Dogs Live in the Present and Other Harmful Myths
It's essential to separate unsupported beliefs from facts about dog behavior.
Posted February 9, 2019 | Reviewed by Ekua Hagan
In a recent essay by Dr. Bobby Hoffman titled "Five Reasons Why Your Pet May Be Smarter Than You" we read: "Motivation research reveals at least five evidence-based strategies that dogs and many other pets regularly use, approaches that are often elusive and sporadic for their human owners. These include: pets realize that multi-tasking doesn’t work; pets don’t have polarizing, relationship-busting beliefs; pets practice self-regulation; pets focus on the present, and pets express themselves freely."
One problem is that no references are provided for these claims, and some are patently false.
Another problem is that talking about "the dog" is very misleading because of the enormous amount of individual variation in behavior and personality even among littermates and siblings.
Here, I simply want to offer some cautionary comments about what we know and don't know about dog behavior and how they view their worlds. The list of select and recent references below contains detailed information about what we've learned from the ever-growing field of canine science. Some emails I received about this essay also offer some interesting stories and raise some concerns and questions about how dogs live and negotiate their worlds.
I read Dr. Hoffman's piece because I'm interested in just about everything dog, and soon after, a few emails popped up in my inbox giving examples of how these peoples' dogs don't use these strategies or posing questions about some of the author's claims about how dogs live and who they are, asking if there really is evidence for these statements.
For example, one person wrote, "Wait a minute, it's clear that dogs do not live in the present," and another, Terri, noted, "My dog multi-tasks quite a lot; she's able to play, sniff, and look around for her best friend, Marie, and she always knows where I am at a dog park." Another wrote that the major difficulty of their living with their dog Henry is that "he doesn't have much self-control because of his past experiences with other humans."
One email I received from Peter was particularly interesting in that the writer asked, "How does a dog practice self-regulation and also express themselves freely and often inappropriately at least according to human standards?" Peter went on to write, "My dog knows what she's supposed to do in most situations—I guess this is self-regulation—however, she all-too-often expresses herself freely when she lets her nose and sniffing instincts go wild. For her, 'self-regulation' and free expression go hand-in-hand. What do you think?"
As I was putting the final touches on this essay, I received this very thoughtful note from Amanda: "I enjoyed this essay, but why does it seem like everyone who lives with a dog feels they are dog experts? It would be nice if people who write about dogs read about what we know and don't know. My dog Amanda-Dog multi-tasks very well, makes snap judgments about other dogs and people that often are right on the mark, can be a loose cannon, is severely influenced by past abuse, and knows what she can do and shouldn't do in the presence of certain people."

------------------------------------------------------------------------

*Problems to work on*:
(a) What is the title of Dr. Bobby Hoffman's essay quoted in the essay on dog behavior myths?
(b) Echo the part of the essay on dog behavior myths that opens with the words containing "Another problem is" and closes with "littermates and siblings.".
The rows that come next are separate material, unrelated to the essay on dog behavior myths.

------------------------------------------------------------------------

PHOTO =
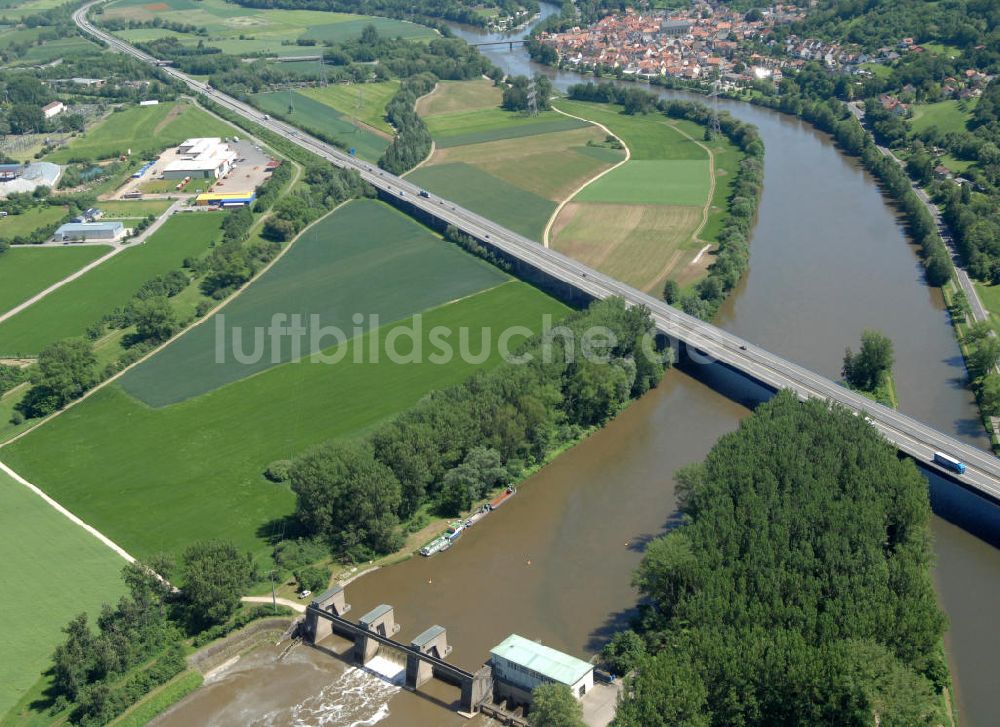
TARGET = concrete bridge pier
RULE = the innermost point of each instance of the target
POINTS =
(333, 601)
(380, 620)
(434, 642)
(476, 690)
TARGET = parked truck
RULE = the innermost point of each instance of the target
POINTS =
(949, 462)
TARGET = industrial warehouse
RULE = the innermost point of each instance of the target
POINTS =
(89, 231)
(201, 158)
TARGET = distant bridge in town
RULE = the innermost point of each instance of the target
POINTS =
(573, 280)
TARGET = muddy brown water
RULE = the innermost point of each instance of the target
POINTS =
(828, 259)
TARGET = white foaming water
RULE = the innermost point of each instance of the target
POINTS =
(358, 698)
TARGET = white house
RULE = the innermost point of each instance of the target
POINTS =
(519, 665)
(53, 109)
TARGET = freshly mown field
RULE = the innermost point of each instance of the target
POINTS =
(647, 181)
(649, 136)
(365, 258)
(263, 30)
(459, 96)
(550, 165)
(362, 101)
(146, 130)
(649, 218)
(30, 220)
(507, 166)
(26, 271)
(51, 570)
(158, 479)
(319, 118)
(490, 196)
(945, 116)
(70, 310)
(482, 125)
(628, 242)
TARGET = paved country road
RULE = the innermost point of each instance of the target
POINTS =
(709, 343)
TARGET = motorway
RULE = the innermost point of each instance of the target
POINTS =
(910, 436)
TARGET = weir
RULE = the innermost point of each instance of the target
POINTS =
(424, 655)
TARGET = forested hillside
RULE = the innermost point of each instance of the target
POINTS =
(876, 23)
(798, 591)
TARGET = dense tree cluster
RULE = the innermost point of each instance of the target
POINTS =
(733, 254)
(517, 92)
(831, 116)
(873, 24)
(457, 443)
(94, 670)
(138, 644)
(553, 705)
(798, 591)
(325, 187)
(412, 142)
(867, 369)
(65, 371)
(428, 12)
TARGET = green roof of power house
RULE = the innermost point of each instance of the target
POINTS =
(548, 662)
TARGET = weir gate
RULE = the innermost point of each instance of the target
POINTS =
(424, 655)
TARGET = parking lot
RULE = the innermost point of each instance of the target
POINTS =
(248, 172)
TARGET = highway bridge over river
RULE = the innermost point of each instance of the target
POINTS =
(982, 474)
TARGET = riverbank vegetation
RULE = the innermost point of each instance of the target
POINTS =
(140, 644)
(797, 590)
(732, 255)
(870, 369)
(509, 166)
(461, 442)
(173, 429)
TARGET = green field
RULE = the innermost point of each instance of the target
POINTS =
(60, 48)
(647, 181)
(648, 136)
(945, 116)
(70, 310)
(146, 130)
(262, 29)
(649, 218)
(329, 273)
(25, 271)
(488, 195)
(30, 220)
(483, 125)
(157, 479)
(319, 118)
(51, 570)
(362, 101)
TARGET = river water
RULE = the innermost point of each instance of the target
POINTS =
(828, 259)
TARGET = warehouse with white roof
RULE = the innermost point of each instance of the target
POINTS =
(519, 665)
(201, 158)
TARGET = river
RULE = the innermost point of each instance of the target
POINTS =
(828, 259)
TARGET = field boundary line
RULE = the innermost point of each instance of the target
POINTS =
(628, 155)
(115, 249)
(433, 143)
(695, 235)
(711, 182)
(90, 392)
(69, 515)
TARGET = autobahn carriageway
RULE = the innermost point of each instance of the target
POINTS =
(982, 474)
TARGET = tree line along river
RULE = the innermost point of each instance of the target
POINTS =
(829, 258)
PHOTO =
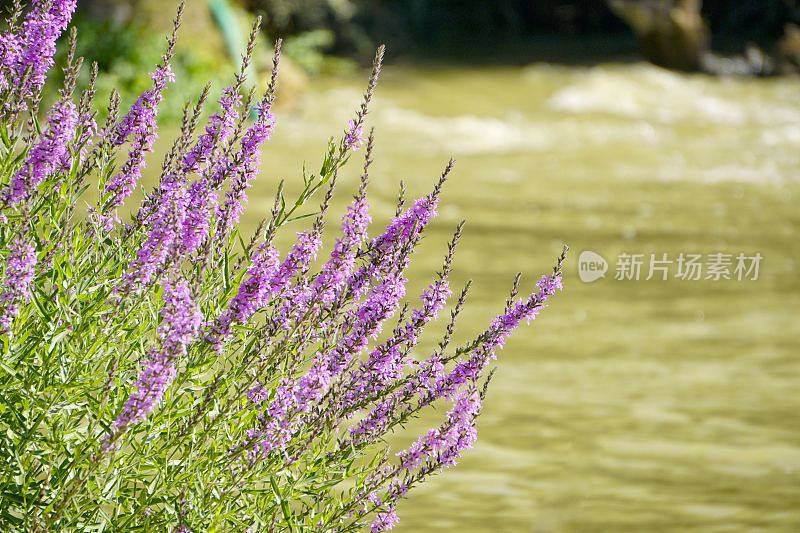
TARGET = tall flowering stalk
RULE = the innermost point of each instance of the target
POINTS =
(180, 322)
(140, 125)
(49, 155)
(18, 275)
(162, 371)
(26, 53)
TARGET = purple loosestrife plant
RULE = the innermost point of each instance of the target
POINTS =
(18, 275)
(168, 372)
(27, 52)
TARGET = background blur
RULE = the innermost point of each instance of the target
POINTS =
(628, 405)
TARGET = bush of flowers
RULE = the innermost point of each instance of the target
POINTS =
(160, 370)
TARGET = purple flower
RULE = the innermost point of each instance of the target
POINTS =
(31, 52)
(432, 381)
(180, 323)
(354, 136)
(384, 521)
(246, 168)
(49, 155)
(392, 247)
(502, 326)
(16, 285)
(200, 203)
(444, 445)
(330, 282)
(385, 363)
(140, 122)
(220, 126)
(161, 241)
(295, 397)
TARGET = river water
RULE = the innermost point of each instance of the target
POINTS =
(649, 405)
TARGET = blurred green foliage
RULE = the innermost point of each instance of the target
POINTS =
(126, 52)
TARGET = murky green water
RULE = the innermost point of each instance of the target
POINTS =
(628, 406)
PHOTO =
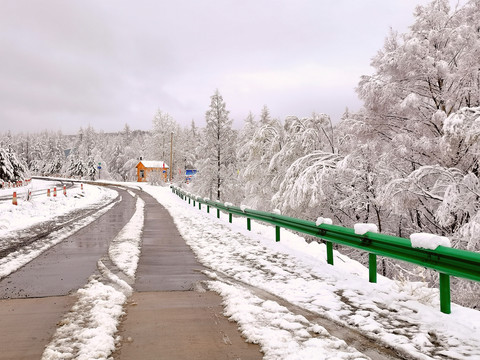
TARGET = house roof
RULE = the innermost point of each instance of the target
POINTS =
(153, 164)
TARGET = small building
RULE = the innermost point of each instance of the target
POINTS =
(189, 174)
(146, 169)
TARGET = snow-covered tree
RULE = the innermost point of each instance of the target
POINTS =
(216, 164)
(11, 169)
(257, 174)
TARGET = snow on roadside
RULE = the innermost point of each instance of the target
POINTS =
(42, 208)
(46, 209)
(288, 336)
(124, 250)
(88, 330)
(403, 316)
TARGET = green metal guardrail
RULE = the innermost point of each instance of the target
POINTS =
(447, 261)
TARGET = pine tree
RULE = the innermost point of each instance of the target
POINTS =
(217, 159)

------------------------------------------------------------------------

*Task-by-task outputs*:
(a) "Five Reasons Why Your Pet May Be Smarter Than You"

(b)
Another problem is that talking about "the dog" is very misleading because of the enormous amount of individual variation in behavior and personality even among littermates and siblings.